The problem:
Taking the line that contains "Cross-reference task — this photo allegedly shows blue" as the first, copy exactly every line through the last line of the records, and nothing else.

Information supplied:
^^^^^^^^
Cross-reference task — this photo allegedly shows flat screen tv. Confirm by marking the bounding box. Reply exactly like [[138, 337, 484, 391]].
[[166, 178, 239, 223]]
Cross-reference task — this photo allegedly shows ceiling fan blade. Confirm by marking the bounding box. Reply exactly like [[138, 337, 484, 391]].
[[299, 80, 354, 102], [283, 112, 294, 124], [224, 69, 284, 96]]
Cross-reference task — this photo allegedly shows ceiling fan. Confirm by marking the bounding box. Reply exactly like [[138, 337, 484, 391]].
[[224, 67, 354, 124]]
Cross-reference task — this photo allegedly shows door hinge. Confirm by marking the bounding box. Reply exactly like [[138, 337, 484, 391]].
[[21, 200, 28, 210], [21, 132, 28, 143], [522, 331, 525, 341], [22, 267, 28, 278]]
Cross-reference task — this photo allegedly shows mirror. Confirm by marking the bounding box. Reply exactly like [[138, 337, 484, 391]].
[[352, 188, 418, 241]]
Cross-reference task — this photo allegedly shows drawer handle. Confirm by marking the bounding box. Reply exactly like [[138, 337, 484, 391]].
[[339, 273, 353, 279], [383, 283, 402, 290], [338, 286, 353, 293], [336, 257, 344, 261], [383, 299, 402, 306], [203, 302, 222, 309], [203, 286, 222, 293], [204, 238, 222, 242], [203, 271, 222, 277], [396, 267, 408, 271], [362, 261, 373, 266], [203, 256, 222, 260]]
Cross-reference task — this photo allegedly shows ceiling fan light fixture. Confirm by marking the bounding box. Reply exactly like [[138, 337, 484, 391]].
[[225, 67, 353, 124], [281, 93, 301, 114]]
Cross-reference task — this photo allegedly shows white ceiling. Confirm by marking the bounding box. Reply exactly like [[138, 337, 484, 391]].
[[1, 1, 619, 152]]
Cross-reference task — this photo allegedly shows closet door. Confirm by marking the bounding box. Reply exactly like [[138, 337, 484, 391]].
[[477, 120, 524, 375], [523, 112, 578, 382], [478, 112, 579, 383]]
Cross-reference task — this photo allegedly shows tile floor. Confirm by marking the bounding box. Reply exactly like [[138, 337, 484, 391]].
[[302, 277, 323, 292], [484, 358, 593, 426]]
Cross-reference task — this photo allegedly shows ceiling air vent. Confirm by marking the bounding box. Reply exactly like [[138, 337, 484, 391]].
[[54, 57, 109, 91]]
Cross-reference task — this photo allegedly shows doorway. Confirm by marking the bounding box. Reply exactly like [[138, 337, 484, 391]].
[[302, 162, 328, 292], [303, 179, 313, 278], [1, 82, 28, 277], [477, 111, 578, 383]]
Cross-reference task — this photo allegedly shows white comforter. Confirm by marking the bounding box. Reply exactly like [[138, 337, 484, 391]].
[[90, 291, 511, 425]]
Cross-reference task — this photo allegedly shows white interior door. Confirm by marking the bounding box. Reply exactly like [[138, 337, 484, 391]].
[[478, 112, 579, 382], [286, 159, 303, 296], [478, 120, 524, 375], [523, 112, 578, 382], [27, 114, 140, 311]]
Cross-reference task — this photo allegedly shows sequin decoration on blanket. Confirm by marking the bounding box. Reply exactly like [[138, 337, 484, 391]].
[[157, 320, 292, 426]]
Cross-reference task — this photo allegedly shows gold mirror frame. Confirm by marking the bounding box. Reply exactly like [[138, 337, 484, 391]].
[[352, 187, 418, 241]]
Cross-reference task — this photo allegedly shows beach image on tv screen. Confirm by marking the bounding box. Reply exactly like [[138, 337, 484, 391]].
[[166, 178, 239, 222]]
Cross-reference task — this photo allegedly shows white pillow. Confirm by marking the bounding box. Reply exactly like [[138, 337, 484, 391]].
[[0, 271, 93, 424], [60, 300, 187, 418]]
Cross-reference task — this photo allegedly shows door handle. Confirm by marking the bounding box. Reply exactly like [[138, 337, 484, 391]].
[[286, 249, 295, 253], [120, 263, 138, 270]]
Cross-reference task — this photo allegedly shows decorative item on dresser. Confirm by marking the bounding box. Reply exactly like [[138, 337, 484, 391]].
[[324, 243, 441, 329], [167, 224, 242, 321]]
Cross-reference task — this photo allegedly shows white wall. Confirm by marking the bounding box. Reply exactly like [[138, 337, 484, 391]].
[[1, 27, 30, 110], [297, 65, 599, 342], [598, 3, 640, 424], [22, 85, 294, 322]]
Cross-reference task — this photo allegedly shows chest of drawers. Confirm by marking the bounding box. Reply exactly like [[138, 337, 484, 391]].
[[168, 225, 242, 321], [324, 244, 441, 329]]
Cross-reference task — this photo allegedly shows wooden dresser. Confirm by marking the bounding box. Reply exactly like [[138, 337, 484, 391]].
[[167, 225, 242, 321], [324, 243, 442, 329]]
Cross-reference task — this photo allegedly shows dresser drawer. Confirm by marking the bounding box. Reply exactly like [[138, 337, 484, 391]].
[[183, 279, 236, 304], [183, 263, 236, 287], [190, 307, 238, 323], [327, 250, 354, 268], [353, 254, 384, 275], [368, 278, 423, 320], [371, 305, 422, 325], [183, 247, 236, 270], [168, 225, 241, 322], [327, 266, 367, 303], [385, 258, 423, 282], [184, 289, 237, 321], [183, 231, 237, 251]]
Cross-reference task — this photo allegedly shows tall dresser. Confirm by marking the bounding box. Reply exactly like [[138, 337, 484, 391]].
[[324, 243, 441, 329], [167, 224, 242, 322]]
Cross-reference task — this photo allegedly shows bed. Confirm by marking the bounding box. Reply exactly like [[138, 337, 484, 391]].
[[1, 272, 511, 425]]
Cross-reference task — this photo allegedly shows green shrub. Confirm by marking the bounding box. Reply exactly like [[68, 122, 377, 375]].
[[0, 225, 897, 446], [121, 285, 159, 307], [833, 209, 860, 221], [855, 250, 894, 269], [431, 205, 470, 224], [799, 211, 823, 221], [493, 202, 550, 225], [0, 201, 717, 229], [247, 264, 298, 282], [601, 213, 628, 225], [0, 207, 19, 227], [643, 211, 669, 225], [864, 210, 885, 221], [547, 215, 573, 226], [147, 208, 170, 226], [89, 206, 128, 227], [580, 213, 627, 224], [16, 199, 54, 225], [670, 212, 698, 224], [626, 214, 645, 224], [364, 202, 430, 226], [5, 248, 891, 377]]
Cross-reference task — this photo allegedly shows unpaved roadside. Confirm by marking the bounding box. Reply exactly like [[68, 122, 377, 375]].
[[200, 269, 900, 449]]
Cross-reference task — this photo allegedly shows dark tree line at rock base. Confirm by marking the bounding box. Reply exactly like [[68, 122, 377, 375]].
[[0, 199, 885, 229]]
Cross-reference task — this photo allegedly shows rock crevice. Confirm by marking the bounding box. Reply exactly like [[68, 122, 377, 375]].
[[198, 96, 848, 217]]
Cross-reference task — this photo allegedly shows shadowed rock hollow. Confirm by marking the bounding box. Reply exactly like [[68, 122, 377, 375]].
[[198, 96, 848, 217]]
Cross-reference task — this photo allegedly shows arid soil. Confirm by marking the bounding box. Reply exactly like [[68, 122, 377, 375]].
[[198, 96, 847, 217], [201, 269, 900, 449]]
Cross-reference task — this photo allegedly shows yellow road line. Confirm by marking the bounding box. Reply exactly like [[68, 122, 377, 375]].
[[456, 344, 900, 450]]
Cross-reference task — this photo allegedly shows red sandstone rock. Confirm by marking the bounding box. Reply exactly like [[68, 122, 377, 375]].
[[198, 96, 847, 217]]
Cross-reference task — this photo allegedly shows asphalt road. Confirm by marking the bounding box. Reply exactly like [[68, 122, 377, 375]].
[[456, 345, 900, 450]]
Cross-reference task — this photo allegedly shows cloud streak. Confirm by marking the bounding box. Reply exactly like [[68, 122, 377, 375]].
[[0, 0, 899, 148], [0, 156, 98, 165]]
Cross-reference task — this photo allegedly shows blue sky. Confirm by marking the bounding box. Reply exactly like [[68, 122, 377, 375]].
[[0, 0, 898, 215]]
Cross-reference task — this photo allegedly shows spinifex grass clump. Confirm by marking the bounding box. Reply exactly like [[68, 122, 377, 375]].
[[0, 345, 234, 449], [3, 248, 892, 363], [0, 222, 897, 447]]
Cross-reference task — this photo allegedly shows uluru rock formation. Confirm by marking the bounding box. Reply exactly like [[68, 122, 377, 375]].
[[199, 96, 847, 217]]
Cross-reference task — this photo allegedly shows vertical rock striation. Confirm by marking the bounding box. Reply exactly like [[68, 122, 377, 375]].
^^^^^^^^
Completed task:
Cross-reference task — this photo allegedly shows blue sky. Confirm by marking the bounding box. Reply exactly like [[68, 122, 377, 375]].
[[0, 0, 898, 215]]
Cross-reference task — this photo allegedly shows spinifex grass clump. Confirm by marking the bounding box. Reply exactly like [[68, 122, 377, 375]].
[[0, 345, 234, 449], [3, 248, 892, 363], [0, 222, 897, 447]]
Cross-reference task — this photo allegedly shows uluru rock formation. Confirm by marking the bounding box. Reply exactly like [[68, 122, 377, 375]].
[[199, 96, 847, 217]]
Cross-reference task — this photo allegedly shows vertical rock striation. Confirm by marking the bounding box. Reply exactly like [[68, 122, 377, 375]].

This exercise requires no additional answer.